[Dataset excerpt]
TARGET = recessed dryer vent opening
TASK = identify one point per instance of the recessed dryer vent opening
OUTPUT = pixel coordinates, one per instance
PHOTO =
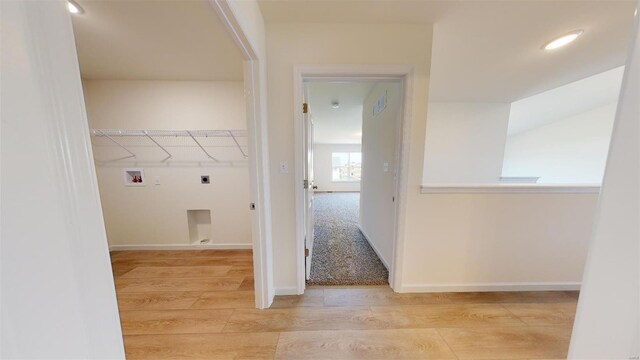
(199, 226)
* * *
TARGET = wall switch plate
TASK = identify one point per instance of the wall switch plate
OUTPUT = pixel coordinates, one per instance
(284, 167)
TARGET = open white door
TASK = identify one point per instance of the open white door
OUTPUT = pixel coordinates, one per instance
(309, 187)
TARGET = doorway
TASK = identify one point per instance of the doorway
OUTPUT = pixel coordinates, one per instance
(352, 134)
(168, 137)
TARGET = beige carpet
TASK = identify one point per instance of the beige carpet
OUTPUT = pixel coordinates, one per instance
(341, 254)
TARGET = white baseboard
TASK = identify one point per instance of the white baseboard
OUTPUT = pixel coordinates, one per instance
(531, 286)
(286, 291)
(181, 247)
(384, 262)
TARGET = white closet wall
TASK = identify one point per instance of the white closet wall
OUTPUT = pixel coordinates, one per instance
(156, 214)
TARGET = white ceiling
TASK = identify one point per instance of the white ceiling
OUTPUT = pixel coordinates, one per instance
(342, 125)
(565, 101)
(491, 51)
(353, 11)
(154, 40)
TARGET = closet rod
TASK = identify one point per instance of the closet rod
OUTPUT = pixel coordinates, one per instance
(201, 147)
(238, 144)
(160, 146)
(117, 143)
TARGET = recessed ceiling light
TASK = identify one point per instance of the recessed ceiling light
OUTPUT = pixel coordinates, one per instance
* * *
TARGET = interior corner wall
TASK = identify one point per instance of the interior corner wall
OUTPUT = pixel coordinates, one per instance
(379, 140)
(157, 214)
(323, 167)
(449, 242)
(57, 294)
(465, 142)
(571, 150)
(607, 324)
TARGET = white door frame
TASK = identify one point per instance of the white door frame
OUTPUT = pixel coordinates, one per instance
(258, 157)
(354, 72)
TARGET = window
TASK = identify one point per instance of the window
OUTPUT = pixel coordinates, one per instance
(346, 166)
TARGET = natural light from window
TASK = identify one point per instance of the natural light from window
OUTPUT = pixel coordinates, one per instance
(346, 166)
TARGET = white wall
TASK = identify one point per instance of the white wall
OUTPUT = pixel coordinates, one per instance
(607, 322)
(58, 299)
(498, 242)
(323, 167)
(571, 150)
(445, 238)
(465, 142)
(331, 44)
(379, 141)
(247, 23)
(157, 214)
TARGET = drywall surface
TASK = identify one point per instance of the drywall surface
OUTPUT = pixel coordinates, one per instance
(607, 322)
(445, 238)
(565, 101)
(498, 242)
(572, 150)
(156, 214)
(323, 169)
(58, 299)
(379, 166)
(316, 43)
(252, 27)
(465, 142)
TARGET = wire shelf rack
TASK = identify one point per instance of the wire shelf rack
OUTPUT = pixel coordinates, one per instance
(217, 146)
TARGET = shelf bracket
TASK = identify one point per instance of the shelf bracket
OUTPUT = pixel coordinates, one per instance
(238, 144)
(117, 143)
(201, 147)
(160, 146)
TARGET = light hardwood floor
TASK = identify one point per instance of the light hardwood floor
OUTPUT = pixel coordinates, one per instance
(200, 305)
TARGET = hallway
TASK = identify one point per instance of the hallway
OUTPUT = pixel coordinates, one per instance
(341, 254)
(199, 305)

WRITTEN INSTRUCTION
State how many lines in the rows above contain the string "white", with case counting. Give only the number.

OUTPUT FOR THIS TASK
12